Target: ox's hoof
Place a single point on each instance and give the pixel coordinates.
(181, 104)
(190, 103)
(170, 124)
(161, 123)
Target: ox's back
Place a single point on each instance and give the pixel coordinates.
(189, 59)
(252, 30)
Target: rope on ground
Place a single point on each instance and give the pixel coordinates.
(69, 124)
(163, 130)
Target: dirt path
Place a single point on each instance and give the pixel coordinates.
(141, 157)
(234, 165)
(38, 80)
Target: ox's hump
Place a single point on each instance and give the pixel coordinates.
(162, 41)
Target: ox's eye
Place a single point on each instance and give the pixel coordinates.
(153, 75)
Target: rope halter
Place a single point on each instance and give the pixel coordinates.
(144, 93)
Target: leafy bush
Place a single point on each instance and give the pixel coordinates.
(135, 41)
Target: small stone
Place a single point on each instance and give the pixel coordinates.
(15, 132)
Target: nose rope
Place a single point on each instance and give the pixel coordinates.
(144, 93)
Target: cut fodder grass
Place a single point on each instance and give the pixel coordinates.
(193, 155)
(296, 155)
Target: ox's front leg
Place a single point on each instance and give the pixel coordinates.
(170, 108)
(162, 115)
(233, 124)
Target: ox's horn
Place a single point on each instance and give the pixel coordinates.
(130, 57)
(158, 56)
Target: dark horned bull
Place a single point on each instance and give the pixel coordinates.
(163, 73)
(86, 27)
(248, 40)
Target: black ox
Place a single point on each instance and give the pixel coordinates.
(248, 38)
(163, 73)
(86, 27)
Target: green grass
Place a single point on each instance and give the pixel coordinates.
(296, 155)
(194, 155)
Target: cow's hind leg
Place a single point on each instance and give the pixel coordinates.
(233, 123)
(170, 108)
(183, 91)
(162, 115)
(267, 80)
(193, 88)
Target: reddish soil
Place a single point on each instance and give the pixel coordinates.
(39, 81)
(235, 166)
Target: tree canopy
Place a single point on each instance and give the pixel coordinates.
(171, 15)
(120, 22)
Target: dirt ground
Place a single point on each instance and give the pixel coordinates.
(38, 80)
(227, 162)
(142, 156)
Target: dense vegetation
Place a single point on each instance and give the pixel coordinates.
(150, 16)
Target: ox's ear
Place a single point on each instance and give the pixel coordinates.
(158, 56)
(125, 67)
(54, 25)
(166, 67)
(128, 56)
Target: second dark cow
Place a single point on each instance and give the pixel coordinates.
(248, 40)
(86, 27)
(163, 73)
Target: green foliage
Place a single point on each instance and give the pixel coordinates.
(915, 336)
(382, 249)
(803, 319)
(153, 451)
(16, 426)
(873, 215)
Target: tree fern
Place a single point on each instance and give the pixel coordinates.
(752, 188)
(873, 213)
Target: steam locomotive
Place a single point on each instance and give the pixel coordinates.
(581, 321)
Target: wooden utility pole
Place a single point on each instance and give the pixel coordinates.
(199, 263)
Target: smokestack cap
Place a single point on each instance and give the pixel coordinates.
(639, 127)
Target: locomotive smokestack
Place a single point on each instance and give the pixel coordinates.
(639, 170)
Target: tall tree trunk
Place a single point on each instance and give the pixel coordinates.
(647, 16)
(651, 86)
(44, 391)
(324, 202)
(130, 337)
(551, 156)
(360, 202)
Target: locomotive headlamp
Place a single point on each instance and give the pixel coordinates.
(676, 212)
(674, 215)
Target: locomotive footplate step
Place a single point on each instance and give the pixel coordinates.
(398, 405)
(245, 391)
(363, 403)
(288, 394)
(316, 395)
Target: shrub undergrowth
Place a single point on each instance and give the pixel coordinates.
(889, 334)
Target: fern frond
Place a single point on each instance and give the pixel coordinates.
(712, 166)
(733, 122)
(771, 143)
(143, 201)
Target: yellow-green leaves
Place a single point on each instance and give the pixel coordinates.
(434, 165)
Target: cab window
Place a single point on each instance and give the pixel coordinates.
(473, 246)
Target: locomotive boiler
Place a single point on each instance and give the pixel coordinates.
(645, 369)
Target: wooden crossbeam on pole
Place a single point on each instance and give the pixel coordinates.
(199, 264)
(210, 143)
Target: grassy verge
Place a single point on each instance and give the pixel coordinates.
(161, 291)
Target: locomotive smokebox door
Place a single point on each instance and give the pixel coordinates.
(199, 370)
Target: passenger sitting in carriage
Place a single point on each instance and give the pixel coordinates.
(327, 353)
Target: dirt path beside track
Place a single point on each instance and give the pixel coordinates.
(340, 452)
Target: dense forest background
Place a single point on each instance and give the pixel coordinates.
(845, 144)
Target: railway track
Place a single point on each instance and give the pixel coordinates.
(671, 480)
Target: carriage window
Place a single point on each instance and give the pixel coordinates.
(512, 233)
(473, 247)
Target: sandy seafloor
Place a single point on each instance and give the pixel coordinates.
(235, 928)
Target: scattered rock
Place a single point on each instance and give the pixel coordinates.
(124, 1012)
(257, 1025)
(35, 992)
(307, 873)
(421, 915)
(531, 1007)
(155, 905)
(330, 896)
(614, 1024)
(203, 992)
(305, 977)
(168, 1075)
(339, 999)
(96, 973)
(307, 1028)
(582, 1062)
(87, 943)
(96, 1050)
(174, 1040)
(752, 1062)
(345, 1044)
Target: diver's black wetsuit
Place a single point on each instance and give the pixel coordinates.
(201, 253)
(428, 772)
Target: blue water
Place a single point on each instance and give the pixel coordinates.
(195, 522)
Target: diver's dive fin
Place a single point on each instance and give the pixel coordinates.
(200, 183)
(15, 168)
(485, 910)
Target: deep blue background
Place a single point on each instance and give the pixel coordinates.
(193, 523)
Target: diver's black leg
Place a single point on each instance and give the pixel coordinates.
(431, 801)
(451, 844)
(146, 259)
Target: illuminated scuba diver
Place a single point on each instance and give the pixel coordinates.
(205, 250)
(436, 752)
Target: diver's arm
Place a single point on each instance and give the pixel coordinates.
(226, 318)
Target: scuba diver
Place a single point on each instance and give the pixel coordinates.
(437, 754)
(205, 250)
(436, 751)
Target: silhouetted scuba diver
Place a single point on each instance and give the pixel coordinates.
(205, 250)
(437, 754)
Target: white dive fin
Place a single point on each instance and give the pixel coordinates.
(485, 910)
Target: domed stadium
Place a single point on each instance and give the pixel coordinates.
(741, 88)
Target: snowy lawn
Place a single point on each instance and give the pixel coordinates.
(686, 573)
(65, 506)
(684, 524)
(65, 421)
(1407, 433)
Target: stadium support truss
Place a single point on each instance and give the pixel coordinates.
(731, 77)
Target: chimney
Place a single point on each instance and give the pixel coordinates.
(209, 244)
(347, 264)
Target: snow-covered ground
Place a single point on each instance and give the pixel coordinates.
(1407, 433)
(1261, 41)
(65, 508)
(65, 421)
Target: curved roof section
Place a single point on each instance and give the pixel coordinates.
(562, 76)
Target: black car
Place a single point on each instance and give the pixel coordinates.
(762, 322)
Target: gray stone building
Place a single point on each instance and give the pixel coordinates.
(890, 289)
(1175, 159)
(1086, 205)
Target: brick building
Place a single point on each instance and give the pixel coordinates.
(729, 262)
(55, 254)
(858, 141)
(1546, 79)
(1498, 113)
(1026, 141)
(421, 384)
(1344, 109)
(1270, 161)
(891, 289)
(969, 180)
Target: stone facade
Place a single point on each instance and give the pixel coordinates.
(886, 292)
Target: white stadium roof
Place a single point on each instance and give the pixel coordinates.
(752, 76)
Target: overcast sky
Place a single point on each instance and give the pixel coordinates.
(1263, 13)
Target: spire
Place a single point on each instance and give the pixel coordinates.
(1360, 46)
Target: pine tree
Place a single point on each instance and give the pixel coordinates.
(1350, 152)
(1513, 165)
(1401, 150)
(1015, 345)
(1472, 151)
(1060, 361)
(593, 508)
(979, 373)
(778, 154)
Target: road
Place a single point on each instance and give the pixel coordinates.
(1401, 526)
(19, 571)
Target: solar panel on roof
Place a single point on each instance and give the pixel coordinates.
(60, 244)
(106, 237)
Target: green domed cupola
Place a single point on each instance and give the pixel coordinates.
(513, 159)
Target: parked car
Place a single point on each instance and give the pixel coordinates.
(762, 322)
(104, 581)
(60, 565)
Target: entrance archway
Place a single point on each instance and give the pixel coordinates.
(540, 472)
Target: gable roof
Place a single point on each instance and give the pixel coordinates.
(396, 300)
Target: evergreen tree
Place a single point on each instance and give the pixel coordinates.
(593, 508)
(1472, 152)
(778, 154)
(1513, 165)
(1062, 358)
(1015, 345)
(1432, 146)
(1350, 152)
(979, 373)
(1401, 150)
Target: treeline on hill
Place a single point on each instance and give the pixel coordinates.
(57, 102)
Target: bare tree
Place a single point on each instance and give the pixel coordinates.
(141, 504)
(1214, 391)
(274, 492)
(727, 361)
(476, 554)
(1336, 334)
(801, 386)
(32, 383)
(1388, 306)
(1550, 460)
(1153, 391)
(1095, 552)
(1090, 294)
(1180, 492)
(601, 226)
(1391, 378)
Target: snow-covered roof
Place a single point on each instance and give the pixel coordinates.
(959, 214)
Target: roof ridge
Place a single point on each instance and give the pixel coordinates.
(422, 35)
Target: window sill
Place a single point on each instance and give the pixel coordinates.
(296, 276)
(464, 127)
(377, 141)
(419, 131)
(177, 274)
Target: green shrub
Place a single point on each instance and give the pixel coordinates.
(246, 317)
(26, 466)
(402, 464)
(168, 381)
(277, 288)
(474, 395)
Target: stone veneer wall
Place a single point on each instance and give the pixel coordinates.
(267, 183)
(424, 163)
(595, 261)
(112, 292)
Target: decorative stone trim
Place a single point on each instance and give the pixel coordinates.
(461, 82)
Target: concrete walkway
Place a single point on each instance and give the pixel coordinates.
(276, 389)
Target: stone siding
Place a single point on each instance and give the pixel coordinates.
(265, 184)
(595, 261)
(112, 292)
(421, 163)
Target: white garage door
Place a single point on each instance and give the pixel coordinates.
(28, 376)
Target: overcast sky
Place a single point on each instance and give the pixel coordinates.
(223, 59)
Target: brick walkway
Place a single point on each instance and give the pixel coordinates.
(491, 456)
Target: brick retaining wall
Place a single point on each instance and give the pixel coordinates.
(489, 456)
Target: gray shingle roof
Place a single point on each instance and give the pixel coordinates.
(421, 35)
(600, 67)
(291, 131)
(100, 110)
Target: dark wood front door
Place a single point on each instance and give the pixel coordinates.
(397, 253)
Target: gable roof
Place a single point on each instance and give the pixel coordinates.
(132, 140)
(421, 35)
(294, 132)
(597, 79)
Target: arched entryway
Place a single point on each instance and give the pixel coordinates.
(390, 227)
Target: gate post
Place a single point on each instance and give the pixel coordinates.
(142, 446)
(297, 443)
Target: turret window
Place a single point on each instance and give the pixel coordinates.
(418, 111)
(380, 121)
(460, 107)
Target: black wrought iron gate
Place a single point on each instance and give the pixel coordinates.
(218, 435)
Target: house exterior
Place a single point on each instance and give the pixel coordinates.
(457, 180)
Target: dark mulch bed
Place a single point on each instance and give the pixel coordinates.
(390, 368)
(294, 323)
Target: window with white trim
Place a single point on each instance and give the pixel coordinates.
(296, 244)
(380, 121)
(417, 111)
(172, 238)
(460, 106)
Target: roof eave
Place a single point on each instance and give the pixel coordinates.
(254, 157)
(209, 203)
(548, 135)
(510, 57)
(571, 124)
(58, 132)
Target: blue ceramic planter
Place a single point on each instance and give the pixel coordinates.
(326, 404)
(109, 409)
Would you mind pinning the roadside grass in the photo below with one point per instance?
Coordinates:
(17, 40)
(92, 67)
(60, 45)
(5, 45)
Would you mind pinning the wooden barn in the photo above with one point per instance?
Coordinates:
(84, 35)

— Short exercise —
Reproduce the lines of the entries above exactly, but only from the line containing "Target: roof eave" through the final line.

— Final answer —
Target: roof eave
Place a single point on each instance and give the pixel coordinates.
(254, 157)
(209, 203)
(548, 135)
(510, 57)
(571, 124)
(58, 132)
Target: blue ceramic planter
Place a single point on each instance and give the pixel coordinates.
(326, 404)
(109, 409)
Would you mind pinning the roadside grass in the photo below with one point per instance?
Coordinates:
(17, 40)
(92, 67)
(60, 45)
(5, 45)
Would you mind pinning the wooden barn in the photo above with one point per instance?
Coordinates:
(84, 35)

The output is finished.